**ARTICLE:**
********
Could you perhaps explain what you mean by "unrealistic bid"?

 

I previously thought you meant that some bidders will put a maximum highest bid that is far, far, far too high for the item... and that other bidders might nibble-bid against that bid, only to be discouraged from further bidding as they sense that the other bidder's maximum is too rich for their blood.

 

But in that case, you'd be getting a very good price for your item. Nibble-bidding does tend to push up the price in a lot of cases.

 

Your serious bidders will almost always place their highest bids in the last few seconds of an auction. In that case, the highest bid necessary to defeat the under-bid will be the winning bid, and it will still give you in most cases a good price for your item.

 

It's the second-highest bid which sets the final price, rather than the highest bid.

 

If you want to extend the time after the listing time runs out, it would simply put off bidders (or at least quite a few bidders). (At any rate, it's a moot point because eBay auctions don't work that way.)

 

If you're getting good prices on auction-style listings, you are doing well as auctions have become so much less popular since eBay's early days. There's an interesting dynamic in online auctions - the buyer wants to get something for a price that they perceive as good (or else they just want a very very very very rare item and are willing to go to almost any lengths to get it), and the seller wants to reach at least a minimum price (with the hope of getting much better than that).
********
**SUPPLIED INFORMATION:**
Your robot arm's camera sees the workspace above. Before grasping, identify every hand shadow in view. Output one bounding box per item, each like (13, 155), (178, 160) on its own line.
********
According to the post about eBay auction bidding, which bid sets the final price of an auction? The data can be set aside; it plays no part in what follows.

**SOLUTION TO THIS EXERCISE:**
The second-highest bid sets the final price, rather than the highest bid.